(Records excerpted from a collection)
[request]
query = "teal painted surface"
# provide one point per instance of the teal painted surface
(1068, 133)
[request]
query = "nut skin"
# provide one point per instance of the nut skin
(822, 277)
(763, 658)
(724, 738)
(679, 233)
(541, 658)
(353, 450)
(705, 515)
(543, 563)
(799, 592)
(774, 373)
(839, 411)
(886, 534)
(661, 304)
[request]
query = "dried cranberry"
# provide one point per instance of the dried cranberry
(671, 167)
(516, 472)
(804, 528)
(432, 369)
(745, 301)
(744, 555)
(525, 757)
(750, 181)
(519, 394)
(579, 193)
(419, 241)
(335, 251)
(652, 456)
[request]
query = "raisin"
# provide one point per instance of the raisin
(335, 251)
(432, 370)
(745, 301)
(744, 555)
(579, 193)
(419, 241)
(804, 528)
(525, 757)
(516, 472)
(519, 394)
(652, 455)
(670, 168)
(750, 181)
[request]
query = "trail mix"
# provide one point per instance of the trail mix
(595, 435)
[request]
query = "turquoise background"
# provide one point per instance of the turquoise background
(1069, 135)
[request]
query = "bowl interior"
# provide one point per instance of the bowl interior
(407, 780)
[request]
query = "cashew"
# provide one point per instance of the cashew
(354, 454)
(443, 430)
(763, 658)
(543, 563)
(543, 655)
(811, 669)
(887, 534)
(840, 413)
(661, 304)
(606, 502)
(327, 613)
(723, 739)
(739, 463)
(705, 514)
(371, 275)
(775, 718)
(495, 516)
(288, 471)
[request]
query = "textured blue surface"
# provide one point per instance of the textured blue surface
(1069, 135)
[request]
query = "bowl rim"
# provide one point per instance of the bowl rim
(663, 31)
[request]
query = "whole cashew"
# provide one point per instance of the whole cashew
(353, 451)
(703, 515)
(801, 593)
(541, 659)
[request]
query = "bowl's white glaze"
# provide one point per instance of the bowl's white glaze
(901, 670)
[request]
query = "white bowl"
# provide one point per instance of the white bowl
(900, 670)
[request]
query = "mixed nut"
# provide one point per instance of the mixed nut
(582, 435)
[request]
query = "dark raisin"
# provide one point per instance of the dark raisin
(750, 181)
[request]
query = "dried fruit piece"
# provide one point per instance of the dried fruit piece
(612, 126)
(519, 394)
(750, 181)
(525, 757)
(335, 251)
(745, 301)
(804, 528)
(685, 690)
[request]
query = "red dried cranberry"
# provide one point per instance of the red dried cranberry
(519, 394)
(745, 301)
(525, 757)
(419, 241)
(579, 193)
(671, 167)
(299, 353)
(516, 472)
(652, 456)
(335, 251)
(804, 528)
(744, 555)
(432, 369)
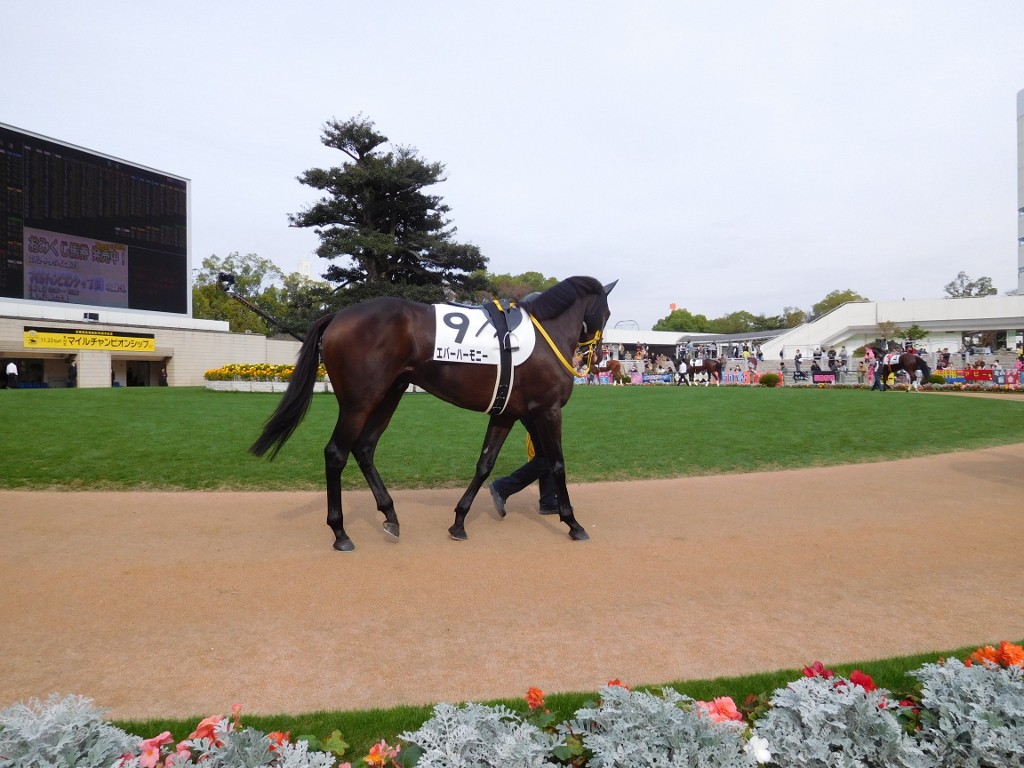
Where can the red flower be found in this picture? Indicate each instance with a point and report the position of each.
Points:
(721, 710)
(535, 698)
(863, 680)
(818, 670)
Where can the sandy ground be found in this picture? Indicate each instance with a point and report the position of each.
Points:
(182, 604)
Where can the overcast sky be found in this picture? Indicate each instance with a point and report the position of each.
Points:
(720, 156)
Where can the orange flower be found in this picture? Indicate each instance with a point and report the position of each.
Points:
(207, 728)
(1007, 655)
(278, 738)
(535, 698)
(381, 754)
(1011, 655)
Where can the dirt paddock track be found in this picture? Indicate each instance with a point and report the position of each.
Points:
(184, 603)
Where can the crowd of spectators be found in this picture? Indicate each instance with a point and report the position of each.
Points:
(839, 363)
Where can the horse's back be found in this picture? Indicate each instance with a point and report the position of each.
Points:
(379, 333)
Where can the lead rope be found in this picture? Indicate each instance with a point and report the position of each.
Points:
(590, 353)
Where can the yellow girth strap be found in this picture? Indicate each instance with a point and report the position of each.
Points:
(590, 355)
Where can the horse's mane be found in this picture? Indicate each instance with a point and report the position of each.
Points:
(558, 298)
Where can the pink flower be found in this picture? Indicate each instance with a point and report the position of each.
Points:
(535, 698)
(207, 728)
(721, 710)
(148, 750)
(863, 680)
(818, 670)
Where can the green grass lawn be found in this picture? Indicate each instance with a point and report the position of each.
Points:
(194, 438)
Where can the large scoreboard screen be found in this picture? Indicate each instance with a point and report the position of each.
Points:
(84, 228)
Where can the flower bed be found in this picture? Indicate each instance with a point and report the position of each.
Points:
(258, 377)
(257, 372)
(967, 713)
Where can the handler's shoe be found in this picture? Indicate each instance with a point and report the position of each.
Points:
(498, 499)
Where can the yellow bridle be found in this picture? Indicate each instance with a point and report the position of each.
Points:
(590, 352)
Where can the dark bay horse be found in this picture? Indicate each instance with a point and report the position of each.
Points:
(375, 349)
(706, 368)
(893, 363)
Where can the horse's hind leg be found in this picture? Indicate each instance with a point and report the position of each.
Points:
(549, 435)
(335, 458)
(498, 430)
(365, 449)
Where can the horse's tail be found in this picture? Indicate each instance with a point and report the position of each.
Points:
(294, 404)
(924, 367)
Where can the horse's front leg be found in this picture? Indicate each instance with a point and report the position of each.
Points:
(548, 433)
(498, 429)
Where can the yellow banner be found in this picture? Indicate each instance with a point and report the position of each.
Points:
(80, 339)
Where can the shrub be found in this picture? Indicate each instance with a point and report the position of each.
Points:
(636, 728)
(479, 736)
(819, 722)
(973, 715)
(64, 732)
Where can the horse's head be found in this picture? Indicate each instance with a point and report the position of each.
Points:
(597, 314)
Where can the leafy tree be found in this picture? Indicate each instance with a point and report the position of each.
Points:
(389, 237)
(517, 286)
(833, 300)
(252, 273)
(298, 301)
(965, 288)
(293, 299)
(681, 320)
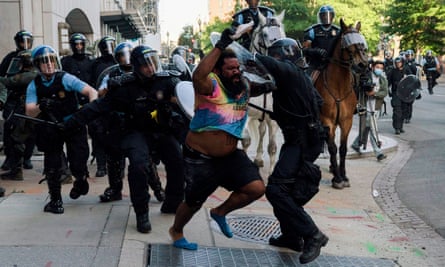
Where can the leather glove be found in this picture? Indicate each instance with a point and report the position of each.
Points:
(225, 39)
(46, 104)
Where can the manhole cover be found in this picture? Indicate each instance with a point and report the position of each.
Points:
(254, 228)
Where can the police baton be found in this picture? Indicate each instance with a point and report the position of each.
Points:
(36, 120)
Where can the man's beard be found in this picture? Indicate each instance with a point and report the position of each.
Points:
(233, 88)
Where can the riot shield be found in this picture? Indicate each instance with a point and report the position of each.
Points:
(408, 88)
(185, 95)
(104, 73)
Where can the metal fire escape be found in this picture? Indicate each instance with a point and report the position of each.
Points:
(131, 18)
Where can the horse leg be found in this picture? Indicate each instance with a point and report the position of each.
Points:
(259, 152)
(272, 146)
(343, 150)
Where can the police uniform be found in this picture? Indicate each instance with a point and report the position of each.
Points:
(295, 109)
(136, 100)
(61, 89)
(394, 77)
(321, 37)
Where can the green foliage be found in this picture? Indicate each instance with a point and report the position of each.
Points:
(421, 24)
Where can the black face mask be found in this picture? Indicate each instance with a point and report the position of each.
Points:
(233, 89)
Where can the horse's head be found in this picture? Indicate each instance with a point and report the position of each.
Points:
(354, 47)
(268, 31)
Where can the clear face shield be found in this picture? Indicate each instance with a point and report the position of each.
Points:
(123, 56)
(107, 48)
(27, 42)
(149, 64)
(326, 18)
(48, 63)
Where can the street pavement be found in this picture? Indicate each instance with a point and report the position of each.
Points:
(89, 233)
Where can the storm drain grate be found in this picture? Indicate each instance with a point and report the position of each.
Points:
(254, 228)
(165, 255)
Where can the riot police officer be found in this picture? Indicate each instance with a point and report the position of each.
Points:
(295, 178)
(148, 90)
(19, 131)
(23, 41)
(321, 36)
(106, 46)
(395, 75)
(52, 97)
(250, 14)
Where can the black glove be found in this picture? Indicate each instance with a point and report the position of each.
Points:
(225, 39)
(47, 104)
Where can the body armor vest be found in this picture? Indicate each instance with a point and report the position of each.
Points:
(66, 101)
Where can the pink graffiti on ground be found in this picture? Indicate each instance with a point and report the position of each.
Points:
(68, 233)
(399, 239)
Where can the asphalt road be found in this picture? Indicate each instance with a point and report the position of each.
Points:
(421, 182)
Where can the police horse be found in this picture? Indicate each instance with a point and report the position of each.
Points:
(335, 85)
(267, 31)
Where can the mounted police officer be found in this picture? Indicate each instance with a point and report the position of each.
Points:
(52, 97)
(295, 178)
(321, 37)
(250, 14)
(19, 131)
(144, 97)
(23, 41)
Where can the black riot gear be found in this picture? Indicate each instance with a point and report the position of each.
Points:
(78, 38)
(145, 56)
(23, 40)
(287, 48)
(106, 45)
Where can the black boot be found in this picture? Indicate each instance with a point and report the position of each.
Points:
(143, 223)
(55, 205)
(291, 243)
(312, 247)
(15, 174)
(80, 187)
(115, 176)
(101, 171)
(154, 181)
(27, 164)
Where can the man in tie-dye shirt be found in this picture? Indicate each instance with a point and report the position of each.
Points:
(211, 156)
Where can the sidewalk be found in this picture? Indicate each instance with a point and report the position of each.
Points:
(90, 233)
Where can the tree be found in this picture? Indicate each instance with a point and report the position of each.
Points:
(420, 24)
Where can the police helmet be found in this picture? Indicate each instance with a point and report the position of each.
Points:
(23, 40)
(288, 48)
(106, 45)
(326, 15)
(181, 51)
(46, 59)
(253, 3)
(78, 38)
(122, 53)
(20, 62)
(144, 55)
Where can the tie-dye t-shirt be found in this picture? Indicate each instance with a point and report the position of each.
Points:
(219, 111)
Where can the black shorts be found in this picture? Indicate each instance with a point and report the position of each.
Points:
(206, 173)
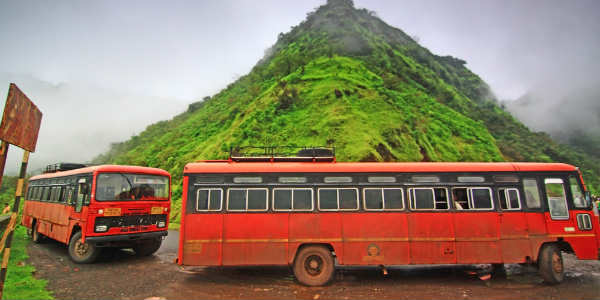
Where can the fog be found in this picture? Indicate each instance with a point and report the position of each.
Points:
(101, 71)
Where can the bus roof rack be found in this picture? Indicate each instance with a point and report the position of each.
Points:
(58, 167)
(282, 154)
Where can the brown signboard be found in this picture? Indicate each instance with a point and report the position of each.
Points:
(21, 120)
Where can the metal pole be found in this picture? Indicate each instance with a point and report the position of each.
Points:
(3, 154)
(18, 195)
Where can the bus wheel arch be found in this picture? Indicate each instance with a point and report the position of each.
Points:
(82, 253)
(36, 236)
(550, 262)
(314, 264)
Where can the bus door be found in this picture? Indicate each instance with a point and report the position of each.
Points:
(476, 224)
(430, 227)
(514, 233)
(83, 187)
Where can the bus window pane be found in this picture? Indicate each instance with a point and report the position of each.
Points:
(373, 199)
(237, 200)
(302, 200)
(532, 193)
(513, 196)
(215, 199)
(282, 199)
(348, 199)
(393, 199)
(557, 202)
(328, 199)
(423, 199)
(202, 200)
(257, 199)
(578, 198)
(482, 199)
(502, 198)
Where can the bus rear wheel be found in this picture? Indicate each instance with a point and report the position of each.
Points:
(314, 266)
(148, 247)
(82, 253)
(551, 264)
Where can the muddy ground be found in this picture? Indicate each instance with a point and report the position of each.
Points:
(122, 275)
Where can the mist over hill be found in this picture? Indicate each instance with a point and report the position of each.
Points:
(345, 78)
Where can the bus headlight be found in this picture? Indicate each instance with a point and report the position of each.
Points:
(101, 228)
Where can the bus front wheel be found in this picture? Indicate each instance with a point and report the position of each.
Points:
(314, 266)
(551, 264)
(82, 253)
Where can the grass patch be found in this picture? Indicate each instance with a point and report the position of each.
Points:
(20, 283)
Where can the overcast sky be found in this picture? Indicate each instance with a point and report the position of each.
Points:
(101, 71)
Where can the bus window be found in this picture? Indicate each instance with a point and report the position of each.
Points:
(532, 193)
(428, 198)
(338, 199)
(241, 199)
(576, 193)
(383, 199)
(481, 198)
(557, 201)
(298, 199)
(509, 199)
(209, 199)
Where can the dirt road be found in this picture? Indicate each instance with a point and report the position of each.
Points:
(121, 275)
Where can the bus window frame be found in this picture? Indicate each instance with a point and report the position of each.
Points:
(412, 196)
(547, 198)
(208, 199)
(246, 209)
(364, 190)
(292, 189)
(338, 188)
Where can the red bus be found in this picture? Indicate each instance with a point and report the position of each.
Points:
(90, 208)
(313, 216)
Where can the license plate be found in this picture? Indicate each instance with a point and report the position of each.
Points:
(112, 211)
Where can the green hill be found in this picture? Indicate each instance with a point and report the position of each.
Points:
(343, 77)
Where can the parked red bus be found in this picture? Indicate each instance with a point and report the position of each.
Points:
(90, 208)
(306, 214)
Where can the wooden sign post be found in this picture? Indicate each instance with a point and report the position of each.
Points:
(20, 126)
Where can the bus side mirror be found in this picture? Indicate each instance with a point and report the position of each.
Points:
(83, 187)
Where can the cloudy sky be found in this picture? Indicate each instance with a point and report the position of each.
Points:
(101, 71)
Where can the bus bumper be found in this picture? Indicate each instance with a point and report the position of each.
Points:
(132, 237)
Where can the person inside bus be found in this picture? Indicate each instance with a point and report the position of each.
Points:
(459, 197)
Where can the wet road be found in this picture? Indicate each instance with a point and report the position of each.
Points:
(122, 275)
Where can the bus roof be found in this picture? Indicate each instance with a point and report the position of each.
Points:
(367, 167)
(104, 168)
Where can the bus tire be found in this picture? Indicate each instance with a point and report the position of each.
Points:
(314, 266)
(36, 236)
(82, 253)
(551, 264)
(147, 248)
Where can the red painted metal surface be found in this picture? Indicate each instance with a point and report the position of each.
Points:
(57, 220)
(366, 167)
(21, 120)
(377, 238)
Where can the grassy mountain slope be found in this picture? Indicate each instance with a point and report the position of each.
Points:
(343, 77)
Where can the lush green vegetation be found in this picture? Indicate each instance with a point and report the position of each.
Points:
(20, 283)
(345, 78)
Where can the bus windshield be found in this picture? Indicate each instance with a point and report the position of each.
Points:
(128, 187)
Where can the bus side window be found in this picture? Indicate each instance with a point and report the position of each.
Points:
(579, 200)
(557, 200)
(532, 193)
(509, 199)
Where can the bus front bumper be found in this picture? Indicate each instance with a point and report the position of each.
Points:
(132, 237)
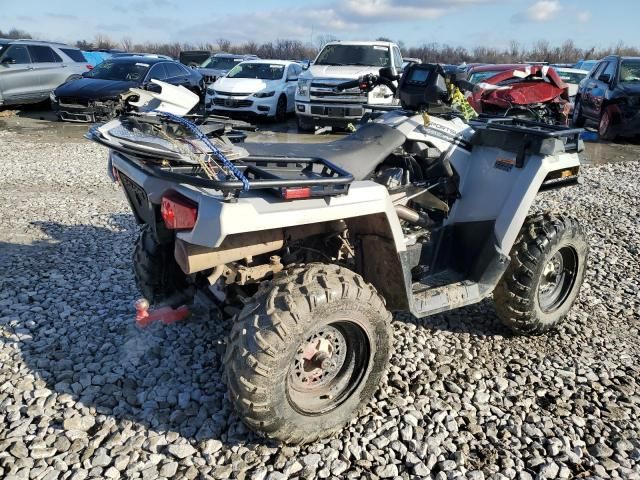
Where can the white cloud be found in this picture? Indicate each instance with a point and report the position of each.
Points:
(543, 10)
(346, 18)
(584, 17)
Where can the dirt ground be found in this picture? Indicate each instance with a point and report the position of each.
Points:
(41, 124)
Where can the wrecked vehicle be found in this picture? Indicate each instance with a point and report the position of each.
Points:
(218, 65)
(96, 96)
(314, 245)
(610, 98)
(534, 92)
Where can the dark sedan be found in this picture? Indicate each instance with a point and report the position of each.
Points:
(610, 98)
(95, 97)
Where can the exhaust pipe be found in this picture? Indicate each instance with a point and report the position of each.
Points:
(412, 216)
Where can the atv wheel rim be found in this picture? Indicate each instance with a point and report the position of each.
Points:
(557, 279)
(327, 367)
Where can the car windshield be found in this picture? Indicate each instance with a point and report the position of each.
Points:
(630, 71)
(571, 77)
(127, 71)
(263, 71)
(478, 77)
(366, 55)
(221, 63)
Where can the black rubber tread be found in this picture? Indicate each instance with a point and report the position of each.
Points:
(516, 296)
(609, 134)
(304, 125)
(157, 274)
(267, 333)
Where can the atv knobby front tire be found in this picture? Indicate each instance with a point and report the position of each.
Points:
(545, 274)
(307, 353)
(158, 276)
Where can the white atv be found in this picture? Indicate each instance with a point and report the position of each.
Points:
(315, 245)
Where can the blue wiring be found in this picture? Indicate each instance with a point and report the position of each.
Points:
(193, 128)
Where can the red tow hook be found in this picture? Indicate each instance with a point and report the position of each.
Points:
(166, 315)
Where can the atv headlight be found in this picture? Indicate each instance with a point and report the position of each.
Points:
(381, 92)
(303, 87)
(264, 94)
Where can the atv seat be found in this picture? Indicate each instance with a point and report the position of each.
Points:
(359, 153)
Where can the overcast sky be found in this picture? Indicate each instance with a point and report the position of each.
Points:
(457, 22)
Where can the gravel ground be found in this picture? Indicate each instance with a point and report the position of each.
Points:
(84, 393)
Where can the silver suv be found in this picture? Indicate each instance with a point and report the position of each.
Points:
(30, 70)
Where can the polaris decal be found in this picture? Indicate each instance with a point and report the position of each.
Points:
(443, 135)
(505, 164)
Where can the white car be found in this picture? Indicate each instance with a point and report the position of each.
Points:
(262, 87)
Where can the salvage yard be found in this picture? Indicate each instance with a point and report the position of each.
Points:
(84, 392)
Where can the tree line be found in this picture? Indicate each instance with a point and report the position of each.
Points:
(542, 50)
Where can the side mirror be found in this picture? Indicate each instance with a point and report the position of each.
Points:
(390, 73)
(153, 87)
(605, 78)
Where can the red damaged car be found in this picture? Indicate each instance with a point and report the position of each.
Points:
(531, 92)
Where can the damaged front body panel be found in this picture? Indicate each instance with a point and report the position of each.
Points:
(535, 93)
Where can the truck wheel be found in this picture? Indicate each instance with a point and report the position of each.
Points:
(605, 128)
(545, 274)
(307, 353)
(305, 125)
(158, 276)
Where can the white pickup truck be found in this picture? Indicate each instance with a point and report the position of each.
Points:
(317, 102)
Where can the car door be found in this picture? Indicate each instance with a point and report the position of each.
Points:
(602, 84)
(52, 70)
(291, 79)
(588, 105)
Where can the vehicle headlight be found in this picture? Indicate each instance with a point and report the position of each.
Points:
(303, 87)
(382, 92)
(264, 94)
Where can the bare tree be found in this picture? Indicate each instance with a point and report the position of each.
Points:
(127, 44)
(102, 41)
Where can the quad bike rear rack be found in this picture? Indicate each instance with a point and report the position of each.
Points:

## WHAT YOU NEED TO DO
Only lines with the word "bumper" are wanted; pull each of them from the records.

## SOLUTION
Where can the bus bumper be found in this picture? Indicate each instance with a point and report the position of each.
Where can the bus front bumper be found in this picture? Indicate each instance with a point and report the position of each.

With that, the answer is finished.